* [INSTRUCTIONS FOR THE TASK] State how many lines in the items below contain the word "window", and give only that number.

* [MATERIAL PROVIDED]
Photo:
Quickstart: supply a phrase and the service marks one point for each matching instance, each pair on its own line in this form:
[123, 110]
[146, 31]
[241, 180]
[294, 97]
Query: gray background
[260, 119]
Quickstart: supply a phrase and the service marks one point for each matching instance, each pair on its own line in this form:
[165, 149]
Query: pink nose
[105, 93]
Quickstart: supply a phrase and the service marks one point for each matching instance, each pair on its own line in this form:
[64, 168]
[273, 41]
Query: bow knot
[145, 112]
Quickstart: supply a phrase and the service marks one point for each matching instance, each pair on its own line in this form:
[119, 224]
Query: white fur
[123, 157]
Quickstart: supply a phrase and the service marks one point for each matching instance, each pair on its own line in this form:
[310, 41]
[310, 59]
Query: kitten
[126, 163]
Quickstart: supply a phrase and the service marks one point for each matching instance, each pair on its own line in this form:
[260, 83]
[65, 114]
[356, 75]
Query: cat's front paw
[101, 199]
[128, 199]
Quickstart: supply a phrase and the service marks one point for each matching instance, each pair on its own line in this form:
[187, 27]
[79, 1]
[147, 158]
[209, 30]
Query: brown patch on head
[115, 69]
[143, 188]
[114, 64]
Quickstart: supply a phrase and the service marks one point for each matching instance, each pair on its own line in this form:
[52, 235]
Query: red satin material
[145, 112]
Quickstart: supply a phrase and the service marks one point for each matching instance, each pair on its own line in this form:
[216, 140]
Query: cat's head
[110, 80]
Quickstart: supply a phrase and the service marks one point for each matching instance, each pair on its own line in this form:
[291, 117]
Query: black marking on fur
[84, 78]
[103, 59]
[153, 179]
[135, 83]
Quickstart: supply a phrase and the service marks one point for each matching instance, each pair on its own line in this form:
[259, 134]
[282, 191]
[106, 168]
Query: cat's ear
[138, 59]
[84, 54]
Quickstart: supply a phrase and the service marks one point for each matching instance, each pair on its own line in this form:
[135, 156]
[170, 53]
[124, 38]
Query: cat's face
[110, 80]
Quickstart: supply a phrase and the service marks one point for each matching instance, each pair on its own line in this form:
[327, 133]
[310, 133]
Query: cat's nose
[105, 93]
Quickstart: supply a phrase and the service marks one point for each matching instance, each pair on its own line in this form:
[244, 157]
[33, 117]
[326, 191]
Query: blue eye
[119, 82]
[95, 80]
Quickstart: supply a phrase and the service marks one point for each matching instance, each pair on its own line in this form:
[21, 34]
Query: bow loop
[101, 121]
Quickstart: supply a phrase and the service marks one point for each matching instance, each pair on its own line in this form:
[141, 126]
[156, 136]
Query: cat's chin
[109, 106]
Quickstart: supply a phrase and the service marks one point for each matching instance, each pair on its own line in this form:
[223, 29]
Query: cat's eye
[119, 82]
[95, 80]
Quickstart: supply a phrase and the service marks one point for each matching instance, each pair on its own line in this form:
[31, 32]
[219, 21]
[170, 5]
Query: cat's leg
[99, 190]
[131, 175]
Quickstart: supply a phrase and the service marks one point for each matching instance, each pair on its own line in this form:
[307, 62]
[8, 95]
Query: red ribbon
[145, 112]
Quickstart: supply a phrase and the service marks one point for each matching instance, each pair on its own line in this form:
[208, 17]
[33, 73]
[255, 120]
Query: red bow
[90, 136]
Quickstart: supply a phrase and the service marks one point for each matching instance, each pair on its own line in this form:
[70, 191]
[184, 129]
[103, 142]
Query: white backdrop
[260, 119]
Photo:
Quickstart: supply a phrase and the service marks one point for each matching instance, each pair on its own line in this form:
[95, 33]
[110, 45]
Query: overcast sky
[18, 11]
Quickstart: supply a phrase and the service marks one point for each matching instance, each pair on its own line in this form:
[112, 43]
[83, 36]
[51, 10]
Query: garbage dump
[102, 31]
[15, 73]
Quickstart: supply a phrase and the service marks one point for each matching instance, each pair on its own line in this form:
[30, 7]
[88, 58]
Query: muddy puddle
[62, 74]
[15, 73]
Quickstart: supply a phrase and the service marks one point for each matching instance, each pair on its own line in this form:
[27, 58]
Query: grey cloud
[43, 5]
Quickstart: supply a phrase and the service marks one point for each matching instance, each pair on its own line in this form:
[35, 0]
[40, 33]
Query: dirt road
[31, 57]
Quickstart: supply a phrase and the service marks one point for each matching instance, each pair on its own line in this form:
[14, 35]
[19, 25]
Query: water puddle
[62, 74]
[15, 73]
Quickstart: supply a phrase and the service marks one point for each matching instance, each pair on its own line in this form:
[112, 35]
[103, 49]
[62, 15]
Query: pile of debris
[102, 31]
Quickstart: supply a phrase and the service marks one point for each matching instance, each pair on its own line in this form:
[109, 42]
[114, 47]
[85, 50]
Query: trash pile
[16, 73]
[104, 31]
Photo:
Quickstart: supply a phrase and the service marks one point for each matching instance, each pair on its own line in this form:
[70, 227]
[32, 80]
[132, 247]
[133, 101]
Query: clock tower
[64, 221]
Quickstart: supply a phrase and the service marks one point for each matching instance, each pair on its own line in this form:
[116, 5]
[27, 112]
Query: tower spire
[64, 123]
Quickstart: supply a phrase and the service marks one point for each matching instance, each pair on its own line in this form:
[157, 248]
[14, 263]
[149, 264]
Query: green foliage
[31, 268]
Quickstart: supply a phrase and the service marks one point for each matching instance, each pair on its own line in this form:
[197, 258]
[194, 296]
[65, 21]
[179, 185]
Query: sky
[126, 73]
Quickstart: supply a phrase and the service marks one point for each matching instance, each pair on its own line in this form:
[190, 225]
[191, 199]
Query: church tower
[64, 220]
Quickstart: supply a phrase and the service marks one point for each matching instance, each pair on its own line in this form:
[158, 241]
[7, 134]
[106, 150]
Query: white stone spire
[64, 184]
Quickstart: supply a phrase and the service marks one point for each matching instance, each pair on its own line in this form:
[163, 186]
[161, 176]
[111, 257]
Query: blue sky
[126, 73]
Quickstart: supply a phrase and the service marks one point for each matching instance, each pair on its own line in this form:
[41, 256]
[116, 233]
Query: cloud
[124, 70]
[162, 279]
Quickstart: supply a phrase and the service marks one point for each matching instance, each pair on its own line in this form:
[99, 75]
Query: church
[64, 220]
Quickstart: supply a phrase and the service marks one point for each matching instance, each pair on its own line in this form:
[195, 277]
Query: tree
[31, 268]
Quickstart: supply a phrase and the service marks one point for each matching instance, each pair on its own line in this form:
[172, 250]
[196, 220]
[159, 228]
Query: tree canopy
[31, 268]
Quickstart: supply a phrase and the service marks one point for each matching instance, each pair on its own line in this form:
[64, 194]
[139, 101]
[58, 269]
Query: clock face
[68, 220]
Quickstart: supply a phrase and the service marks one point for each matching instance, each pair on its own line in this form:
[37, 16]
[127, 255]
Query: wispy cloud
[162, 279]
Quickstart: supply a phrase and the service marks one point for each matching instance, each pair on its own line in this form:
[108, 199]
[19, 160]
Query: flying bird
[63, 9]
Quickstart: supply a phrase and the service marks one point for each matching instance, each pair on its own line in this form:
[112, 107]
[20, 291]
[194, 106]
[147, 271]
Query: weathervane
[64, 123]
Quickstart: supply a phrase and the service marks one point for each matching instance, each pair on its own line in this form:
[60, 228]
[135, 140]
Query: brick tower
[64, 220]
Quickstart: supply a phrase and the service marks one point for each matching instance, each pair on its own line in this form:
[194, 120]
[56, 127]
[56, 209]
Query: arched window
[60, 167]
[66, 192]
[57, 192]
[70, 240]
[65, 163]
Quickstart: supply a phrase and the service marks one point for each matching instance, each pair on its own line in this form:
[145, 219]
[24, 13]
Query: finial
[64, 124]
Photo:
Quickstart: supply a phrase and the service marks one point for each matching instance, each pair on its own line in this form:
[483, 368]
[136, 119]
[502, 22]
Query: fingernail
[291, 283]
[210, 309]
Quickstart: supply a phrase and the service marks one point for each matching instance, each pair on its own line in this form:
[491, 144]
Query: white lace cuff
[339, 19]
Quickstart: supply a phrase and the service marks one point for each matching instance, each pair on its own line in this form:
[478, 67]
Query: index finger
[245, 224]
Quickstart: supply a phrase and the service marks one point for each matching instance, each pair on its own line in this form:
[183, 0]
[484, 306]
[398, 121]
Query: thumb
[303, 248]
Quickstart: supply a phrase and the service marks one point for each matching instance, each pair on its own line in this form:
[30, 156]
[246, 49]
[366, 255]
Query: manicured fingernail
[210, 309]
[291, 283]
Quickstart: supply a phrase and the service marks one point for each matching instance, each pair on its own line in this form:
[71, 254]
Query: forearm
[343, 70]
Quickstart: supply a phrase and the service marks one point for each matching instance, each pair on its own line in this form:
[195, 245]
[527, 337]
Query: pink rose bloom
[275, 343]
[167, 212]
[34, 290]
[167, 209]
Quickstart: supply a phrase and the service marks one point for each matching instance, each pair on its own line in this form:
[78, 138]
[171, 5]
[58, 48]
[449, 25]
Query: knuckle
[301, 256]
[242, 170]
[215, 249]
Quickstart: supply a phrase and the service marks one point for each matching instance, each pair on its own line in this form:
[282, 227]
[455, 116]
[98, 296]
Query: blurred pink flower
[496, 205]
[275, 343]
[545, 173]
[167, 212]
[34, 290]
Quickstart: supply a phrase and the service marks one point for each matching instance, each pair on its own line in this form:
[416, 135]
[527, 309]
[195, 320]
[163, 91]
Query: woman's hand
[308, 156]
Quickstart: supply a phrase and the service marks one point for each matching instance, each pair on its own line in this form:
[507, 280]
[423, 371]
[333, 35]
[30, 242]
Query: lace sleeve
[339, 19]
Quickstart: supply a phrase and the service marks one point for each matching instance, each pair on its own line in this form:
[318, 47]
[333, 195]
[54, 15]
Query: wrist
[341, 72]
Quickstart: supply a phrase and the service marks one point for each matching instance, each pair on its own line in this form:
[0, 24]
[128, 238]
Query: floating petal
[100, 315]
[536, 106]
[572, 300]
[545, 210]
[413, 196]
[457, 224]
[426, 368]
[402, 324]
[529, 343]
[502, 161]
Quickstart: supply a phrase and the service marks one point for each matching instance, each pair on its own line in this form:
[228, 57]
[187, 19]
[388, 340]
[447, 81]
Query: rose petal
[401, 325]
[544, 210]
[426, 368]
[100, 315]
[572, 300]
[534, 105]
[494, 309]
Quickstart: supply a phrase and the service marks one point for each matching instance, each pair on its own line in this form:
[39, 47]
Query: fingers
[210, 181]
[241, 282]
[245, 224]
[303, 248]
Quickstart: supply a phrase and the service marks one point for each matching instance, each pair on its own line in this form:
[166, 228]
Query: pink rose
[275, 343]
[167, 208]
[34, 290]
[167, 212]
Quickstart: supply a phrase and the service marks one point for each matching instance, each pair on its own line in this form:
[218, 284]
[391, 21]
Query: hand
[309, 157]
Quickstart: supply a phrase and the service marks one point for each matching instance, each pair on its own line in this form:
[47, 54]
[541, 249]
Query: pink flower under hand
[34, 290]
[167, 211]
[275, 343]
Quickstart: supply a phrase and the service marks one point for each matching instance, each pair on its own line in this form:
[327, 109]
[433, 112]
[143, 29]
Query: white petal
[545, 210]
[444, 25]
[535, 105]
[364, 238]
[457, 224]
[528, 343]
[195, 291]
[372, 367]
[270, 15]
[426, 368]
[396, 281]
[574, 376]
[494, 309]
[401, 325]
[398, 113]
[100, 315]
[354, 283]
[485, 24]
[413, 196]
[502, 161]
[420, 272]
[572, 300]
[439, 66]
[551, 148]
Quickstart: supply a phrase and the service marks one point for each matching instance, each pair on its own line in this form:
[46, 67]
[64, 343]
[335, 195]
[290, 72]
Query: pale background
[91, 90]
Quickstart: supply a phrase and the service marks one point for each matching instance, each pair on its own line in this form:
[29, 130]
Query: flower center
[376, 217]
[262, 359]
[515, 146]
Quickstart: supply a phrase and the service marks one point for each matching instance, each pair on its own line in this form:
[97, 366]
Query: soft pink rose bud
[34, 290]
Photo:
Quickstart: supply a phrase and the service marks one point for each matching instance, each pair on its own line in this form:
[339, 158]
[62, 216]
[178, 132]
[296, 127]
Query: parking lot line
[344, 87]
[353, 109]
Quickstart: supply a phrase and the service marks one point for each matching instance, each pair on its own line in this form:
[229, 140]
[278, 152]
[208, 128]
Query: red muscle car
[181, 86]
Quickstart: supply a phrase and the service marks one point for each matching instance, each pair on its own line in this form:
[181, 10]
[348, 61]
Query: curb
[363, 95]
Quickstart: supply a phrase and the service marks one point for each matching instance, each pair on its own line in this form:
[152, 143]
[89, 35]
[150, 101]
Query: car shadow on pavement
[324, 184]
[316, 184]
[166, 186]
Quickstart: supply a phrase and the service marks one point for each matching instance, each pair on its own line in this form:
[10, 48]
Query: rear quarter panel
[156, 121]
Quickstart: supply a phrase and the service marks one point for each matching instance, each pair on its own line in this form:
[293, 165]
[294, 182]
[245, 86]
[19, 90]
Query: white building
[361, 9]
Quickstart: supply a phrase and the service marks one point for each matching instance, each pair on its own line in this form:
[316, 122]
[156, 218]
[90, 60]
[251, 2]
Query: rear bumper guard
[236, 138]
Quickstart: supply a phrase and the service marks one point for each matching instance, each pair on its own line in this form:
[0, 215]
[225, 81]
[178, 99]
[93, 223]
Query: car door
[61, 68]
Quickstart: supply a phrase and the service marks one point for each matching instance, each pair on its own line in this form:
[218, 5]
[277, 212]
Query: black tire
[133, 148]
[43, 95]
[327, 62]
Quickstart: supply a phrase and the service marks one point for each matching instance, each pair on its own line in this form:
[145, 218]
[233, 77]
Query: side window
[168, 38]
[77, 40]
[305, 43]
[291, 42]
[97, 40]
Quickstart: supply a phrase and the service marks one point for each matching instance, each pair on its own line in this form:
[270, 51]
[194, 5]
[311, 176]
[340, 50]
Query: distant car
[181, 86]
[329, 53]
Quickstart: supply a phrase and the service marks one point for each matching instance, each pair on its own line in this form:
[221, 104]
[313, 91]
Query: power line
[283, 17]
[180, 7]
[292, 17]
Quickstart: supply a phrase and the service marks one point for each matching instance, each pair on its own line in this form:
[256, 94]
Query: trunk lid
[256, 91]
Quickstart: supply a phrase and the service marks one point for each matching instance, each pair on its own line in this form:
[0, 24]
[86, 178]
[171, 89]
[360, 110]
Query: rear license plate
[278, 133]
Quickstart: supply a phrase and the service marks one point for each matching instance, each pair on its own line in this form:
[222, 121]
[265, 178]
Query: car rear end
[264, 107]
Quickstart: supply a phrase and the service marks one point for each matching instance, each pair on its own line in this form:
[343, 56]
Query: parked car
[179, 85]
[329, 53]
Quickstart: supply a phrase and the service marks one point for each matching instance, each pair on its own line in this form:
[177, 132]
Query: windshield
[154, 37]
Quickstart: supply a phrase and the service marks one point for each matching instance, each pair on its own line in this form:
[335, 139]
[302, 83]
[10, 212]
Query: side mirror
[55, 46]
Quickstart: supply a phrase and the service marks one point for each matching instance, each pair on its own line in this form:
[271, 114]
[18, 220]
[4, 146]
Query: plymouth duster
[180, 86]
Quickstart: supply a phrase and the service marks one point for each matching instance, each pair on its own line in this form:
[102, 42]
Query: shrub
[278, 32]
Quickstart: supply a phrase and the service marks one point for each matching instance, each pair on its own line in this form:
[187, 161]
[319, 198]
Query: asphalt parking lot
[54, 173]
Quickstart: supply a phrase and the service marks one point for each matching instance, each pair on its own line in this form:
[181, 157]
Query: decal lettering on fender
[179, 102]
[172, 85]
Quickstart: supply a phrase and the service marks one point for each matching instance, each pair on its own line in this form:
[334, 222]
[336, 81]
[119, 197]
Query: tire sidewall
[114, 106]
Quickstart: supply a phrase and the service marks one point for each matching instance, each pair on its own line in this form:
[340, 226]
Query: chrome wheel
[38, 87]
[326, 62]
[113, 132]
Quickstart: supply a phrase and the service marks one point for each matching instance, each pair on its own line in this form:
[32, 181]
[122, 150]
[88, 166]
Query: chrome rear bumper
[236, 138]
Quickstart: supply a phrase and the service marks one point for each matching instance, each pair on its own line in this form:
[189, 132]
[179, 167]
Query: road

* [COMPLETE OUTPUT] 2